My advice is to experiment with as many pistols as you can, decide what size pistol you are actually willing to carry all the time, and buy  and carry the one you can shoot the best.


----------



## Cestes1abac

For me this question has lots of variables. Some variables are: clothes that you are wearing while carrying, how you will carry the firearm(owb, iwb, aiwb) , tucked/untucked, many others.  I carry a couple of different firearms at different times.  Summer time tucked my XDS 9mm in a WhiteHatHolsters.com microtuck with UltiClips. All other times I like to carry XDS9mm and Glock 19 appendix if I am able to cover with untucked shirt or vest/jacket.  My appendix holsters are from GreenForceTactical.com.    I would buy a gun that you can shoot well and that you can get good quality holsters for.  I would get a good belt as well.  My belt came from SOE(Special Operations Equipment)


----------



## Dub

G19 riding in a Milt Sparks Criterion has been a good fit for me.


----------



## AParker511

Glock 43. Love mine.


----------



## deerslayer357

Springfield emp40 in a crossbreed supertuck for me


----------



## BowanaLee

First off, it doesn't do any good if you leave it in your vehicle. It has to be on your body everywhere you go. The gun you carry depends on your line of work and how you dress. I'm a construction worker. I wear tool belts and safety belts so can't put it there. My legs are wrapped in ladders so I can let go and work with my hands. Can't use an ankle holster. The only place I could find was in my pocket so it had to be small and safe. I wanted a good safety that couldn't be switched by outside interference. I have a Taurus slim 9mm but its a tad big for a pocket in my business. I narrowed it down to these two. I couldn't choose one so I just got them both. S&W bodyguard and NAA 22 mag. The 22 mag revolver is only a close range point and shoot gun. Effective range about 10 ft. If they're outside 10 ft they're probably not a threat. The body guard is effective about 20-25 yds.  Its my main carry gun. I use Mikes size 3 inside the pocket holster cut down a little so I can get my fingers in it and switch the safety before I draw it. If you decide to pocket carry be sure to use a pocket holster or tape the barrel. Pocket lint will get packed in the barrel. You can't tape semi autos or at least mine. Its a shame we have to carry but this world has changed. Be safe my friends.


----------



## 95g atl

Old thread:
LCR (that's the 380) in my pocket all the time.
When deep concealment is necessary, NAA 22/22mag.
When at the hunt club OR ghetto areas, Glock 26 or 29.

Folks may argue with stopping power of a 380 or 22mag with the small NAA.  I agree, it is marginal, however, I would rather have something with me, than nothing at all.  It is not practical for me to always carry something larger.


----------



## gregj

I used to carry a Kel-Tec P32    ALL THE TIME,  then i sold it and bought a  Browning  1911-380.  I love the pistol but hardly ever carry it cause it's just too big to put in my pocket like i used to carry the 32.  I am thinking of getting another Kel Tec but in a 380.  It fits in my pocket and disappears. I know i could get an  IWB holster for the Browning  but i like a pocket carry cause you don't have to worry about it "printing"  or having to wear a shirt out side of your pants.

- Direction A -
What effective range does the thread give for the 22 mag revolver?
The records have no connection to the thread.

- Supplied records -
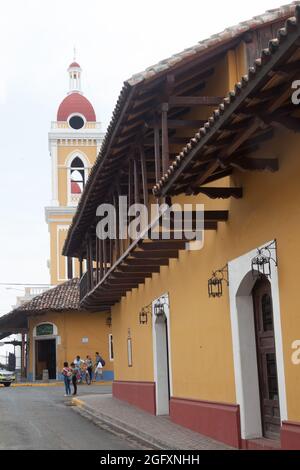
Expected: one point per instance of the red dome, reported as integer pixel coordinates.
(75, 103)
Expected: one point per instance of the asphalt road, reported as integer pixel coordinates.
(39, 418)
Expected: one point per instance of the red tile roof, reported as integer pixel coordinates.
(76, 103)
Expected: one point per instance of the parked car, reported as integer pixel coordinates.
(7, 377)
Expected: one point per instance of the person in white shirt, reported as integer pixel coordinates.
(98, 371)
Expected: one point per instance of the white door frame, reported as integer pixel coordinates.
(241, 283)
(162, 404)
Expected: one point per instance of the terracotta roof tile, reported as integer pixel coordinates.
(266, 54)
(162, 67)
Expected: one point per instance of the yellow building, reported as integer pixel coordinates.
(209, 335)
(74, 142)
(58, 331)
(56, 327)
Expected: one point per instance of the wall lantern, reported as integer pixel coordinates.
(159, 309)
(261, 263)
(215, 283)
(143, 315)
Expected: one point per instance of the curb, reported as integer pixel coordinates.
(116, 425)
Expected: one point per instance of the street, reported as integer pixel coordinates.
(39, 418)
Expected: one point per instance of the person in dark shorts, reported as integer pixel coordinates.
(74, 378)
(89, 364)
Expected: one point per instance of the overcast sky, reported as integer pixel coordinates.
(114, 40)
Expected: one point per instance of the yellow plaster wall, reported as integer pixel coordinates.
(201, 344)
(90, 153)
(72, 327)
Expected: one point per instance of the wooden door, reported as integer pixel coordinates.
(266, 359)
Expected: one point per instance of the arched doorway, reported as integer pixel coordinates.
(266, 358)
(44, 350)
(245, 355)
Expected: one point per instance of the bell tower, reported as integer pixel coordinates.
(74, 142)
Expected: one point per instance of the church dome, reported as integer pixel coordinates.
(75, 103)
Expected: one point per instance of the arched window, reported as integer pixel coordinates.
(77, 176)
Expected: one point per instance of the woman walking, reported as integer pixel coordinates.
(67, 374)
(74, 378)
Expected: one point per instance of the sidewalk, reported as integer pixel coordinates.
(155, 431)
(51, 384)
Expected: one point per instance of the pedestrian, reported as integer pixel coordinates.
(74, 378)
(89, 364)
(78, 365)
(67, 374)
(98, 371)
(97, 359)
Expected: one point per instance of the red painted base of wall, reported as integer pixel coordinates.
(290, 435)
(260, 444)
(140, 394)
(216, 420)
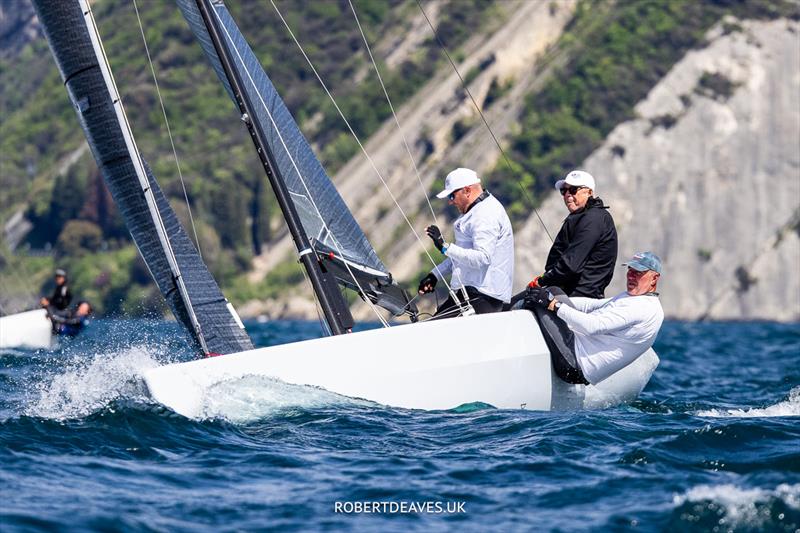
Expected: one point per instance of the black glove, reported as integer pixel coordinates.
(538, 296)
(427, 283)
(436, 236)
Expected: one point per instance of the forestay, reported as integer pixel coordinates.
(190, 290)
(325, 217)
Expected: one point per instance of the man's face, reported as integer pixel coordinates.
(638, 283)
(575, 197)
(461, 198)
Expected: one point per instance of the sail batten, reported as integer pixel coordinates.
(322, 211)
(170, 255)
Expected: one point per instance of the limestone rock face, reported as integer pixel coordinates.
(708, 177)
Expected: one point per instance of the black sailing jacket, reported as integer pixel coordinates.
(584, 253)
(61, 297)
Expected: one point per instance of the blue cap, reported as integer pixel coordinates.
(643, 261)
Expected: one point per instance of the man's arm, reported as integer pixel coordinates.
(587, 232)
(610, 318)
(484, 242)
(443, 269)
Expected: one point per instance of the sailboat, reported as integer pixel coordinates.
(499, 359)
(29, 329)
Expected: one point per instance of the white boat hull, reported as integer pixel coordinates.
(500, 359)
(31, 329)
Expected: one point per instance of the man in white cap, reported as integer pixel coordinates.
(590, 339)
(581, 260)
(481, 260)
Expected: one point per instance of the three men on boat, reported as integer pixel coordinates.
(481, 260)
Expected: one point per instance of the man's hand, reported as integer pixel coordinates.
(427, 283)
(535, 283)
(537, 296)
(436, 236)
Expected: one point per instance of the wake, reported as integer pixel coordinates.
(788, 407)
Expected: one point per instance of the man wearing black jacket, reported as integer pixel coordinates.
(61, 295)
(582, 258)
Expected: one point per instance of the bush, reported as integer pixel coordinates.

- Direction B -
Which lines of the records contain the word "tile"? Return each of them.

- Task output A -
About 10 ft.

- Task output B -
Expected: one point per instance of the red tile roof, reported as integer pixel coordinates.
Expected: one point per instance of the terracotta roof tile, reported as integer pixel coordinates.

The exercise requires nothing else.